- _VORLIEGENDER TEXT_
+++

Der Erfolg als Detektiv hat auch Schattenseiten. Nicht wenige Gauner und Ganoven hegen einen Groll auf Sherlock Holmes.
Die Ereignisse nehmen einen harmlosen Anfang. Sherlock Holmes widmet sich der täglichen Morgenpost, als ihm ein alarmierendes Schreiben in die Hände fällt. Der Inhalt ist kurz und knapp, jedoch im höchsten Maße schockierend. Ein Unbekannter fordert den Tod des großen Detektivs. Zunächst nimmt Holmes die Zeilen des Verfassers sportlich und versucht mehr über jenen Menschen und seine Motivation zu erfahren, der ihm eine Morddrohung ins Haus schickt. Schnell muss er jedoch erkennen, dass seine Nachforschungen in eine Sackgasse führen. Frustration macht sich breit.
Dann jedoch lässt der anonyme Briefeschreiber seinen Worten Taten folgen und verübt einen perfiden Anschlag auf das Leben des Meisterdetektivs. Nun ist Sherlock Holmes' Ehrgeiz geweckt, er nimmt die Herausforderung an, entschlossen seinen Widersacher hinter Schloss und Riegel zu bringen. Schnell muss er jedoch erkennen, dass dieser ihm immer einen Schritt voraus zu sein scheint. Nur knapp entgeht er weiteren Mordversuchen. Sherlock Holmes wird klar, dass es seines ganzen Könnens bedürfen wird, um seinen äußerst raffiniert vorgehenden Feind zur Strecke zu bringen.

+++

- _BEREITGESTELLTE DATEN_

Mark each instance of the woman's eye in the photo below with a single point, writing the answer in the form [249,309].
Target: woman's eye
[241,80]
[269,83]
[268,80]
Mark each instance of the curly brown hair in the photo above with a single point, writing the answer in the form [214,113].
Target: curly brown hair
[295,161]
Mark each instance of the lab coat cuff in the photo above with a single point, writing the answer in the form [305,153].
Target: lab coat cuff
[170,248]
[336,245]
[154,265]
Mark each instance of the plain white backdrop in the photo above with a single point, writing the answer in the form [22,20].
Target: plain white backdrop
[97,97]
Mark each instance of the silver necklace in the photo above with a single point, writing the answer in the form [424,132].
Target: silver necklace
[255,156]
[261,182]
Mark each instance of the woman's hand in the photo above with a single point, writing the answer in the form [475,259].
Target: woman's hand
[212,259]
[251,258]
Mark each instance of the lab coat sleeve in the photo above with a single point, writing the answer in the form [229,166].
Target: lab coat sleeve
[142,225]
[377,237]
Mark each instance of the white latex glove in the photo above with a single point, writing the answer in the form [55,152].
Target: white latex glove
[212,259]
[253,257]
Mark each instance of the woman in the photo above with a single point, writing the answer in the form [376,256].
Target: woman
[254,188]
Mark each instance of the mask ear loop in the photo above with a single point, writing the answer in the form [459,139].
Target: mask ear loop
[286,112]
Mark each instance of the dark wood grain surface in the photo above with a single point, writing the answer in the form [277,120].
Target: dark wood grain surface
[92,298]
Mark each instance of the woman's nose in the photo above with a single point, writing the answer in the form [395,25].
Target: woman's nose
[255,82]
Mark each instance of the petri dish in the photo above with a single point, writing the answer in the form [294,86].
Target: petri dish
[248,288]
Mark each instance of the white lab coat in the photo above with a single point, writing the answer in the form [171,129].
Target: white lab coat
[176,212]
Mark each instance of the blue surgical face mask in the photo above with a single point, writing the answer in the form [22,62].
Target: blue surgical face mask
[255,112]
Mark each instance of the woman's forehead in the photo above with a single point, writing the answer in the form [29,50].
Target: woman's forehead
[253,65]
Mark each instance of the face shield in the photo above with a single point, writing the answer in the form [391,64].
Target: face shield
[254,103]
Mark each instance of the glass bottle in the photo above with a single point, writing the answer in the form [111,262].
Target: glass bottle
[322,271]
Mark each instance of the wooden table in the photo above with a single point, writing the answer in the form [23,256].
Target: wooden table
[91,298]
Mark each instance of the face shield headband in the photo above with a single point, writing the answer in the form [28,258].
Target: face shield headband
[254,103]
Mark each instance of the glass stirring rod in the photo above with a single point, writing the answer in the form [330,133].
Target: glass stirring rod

+++

- _DEINE AUFGABE_
Gib den Abschnitt des Textes über Sherlock Holmes von „Dann jedoch lässt“ bis einschließlich „Strecke zu bringen.“ erneut wieder und ersetze dabei „Widersacher“ durch „Gegenspieler“.

- _ANTWORT ZUR AUFGABE_
Dann jedoch lässt der anonyme Briefeschreiber seinen Worten Taten folgen und verübt einen perfiden Anschlag auf das Leben des Meisterdetektivs. Nun ist Sherlock Holmes' Ehrgeiz geweckt, er nimmt die Herausforderung an, entschlossen seinen Gegenspieler hinter Schloss und Riegel zu bringen. Schnell muss er jedoch erkennen, dass dieser ihm immer einen Schritt voraus zu sein scheint. Nur knapp entgeht er weiteren Mordversuchen. Sherlock Holmes wird klar, dass es seines ganzen Könnens bedürfen wird, um seinen äußerst raffiniert vorgehenden Feind zur Strecke zu bringen.